• _EXERCISE BRIEF_
Only an exact retyping of all the entries counts as an answer.

^^^^^^^^^^^^^^^^

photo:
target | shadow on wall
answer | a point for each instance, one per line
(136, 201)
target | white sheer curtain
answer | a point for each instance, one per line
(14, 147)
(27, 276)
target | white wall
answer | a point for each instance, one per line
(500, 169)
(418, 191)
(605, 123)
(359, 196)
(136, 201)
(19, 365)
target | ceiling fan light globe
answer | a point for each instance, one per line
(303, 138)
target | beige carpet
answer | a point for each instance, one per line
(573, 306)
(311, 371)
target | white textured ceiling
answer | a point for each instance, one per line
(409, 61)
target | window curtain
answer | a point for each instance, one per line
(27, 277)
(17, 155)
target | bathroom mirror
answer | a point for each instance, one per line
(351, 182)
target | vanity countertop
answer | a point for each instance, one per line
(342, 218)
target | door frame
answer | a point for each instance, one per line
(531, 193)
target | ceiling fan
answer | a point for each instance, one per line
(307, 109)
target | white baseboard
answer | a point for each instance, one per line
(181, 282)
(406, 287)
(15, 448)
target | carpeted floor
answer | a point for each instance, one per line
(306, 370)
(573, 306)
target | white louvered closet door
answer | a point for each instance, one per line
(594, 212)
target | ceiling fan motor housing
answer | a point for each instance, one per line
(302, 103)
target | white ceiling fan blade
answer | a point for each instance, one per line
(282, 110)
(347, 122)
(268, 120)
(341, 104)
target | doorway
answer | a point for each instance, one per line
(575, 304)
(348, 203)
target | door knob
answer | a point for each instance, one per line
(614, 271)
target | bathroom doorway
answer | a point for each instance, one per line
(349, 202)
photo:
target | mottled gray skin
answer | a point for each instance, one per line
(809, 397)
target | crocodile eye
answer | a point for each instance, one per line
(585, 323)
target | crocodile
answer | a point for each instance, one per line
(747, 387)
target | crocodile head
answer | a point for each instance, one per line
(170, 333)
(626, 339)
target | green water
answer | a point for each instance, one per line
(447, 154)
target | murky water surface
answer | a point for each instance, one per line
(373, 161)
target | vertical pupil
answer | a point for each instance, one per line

^^^^^^^^^^^^^^^^

• _SOLVED EXERCISE_
photo:
target | shadow on wall
answer | a point for each instance, one per line
(136, 201)
target | white sheer curtain
answer | a point for each instance, one per line
(14, 147)
(27, 276)
target | white wall
answer | a point for each instance, one per line
(500, 169)
(418, 191)
(605, 123)
(359, 196)
(136, 201)
(19, 365)
target | ceiling fan light globe
answer | a point for each instance, one per line
(303, 138)
target | beige carpet
answer | a point for each instance, one per line
(573, 306)
(311, 371)
target | white textured ceiling
answer | a point for each instance, one per line
(409, 61)
target | window curtain
answer | a point for each instance, one per line
(27, 277)
(17, 155)
target | bathroom mirror
answer | a point for each instance, one per line
(351, 182)
target | vanity countertop
answer | a point for each instance, one per line
(342, 218)
target | door frame
answer | a point for each instance, one per line
(531, 193)
target | ceiling fan
answer | a point for each instance, one per line
(307, 109)
target | white baseboard
answer | a point for each instance, one per line
(181, 282)
(406, 287)
(15, 448)
target | carpeted floor
answer | a point for each instance, one per line
(306, 370)
(573, 306)
target | white louvered closet door
answer | a point for each instance, one per line
(594, 212)
target | ceiling fan motor housing
answer | a point for each instance, one per line
(302, 103)
target | white ceiling fan blade
answer | a point for each instance, one per line
(282, 110)
(347, 122)
(268, 120)
(341, 104)
target | doorway
answer | a point for each instance, one per line
(575, 304)
(348, 203)
target | door knob
answer | a point for each instance, one per line
(614, 271)
target | bathroom doorway
answer | a point for each instance, one per line
(349, 202)
photo:
target | mottled gray skin
answer | a point for each instance, one per line
(809, 397)
target | crocodile eye
answer | a point for each instance, one per line
(585, 323)
target | crocodile
answer | a point for each instance, one per line
(747, 387)
target | crocodile head
answer | a point for each instance, one per line
(170, 333)
(626, 339)
target | green water
answer | a point for each instance, one per line
(447, 154)
target | murky water surface
answer | a point for each instance, one per line
(373, 161)
target | vertical pupil
answer | a point for each instance, one per line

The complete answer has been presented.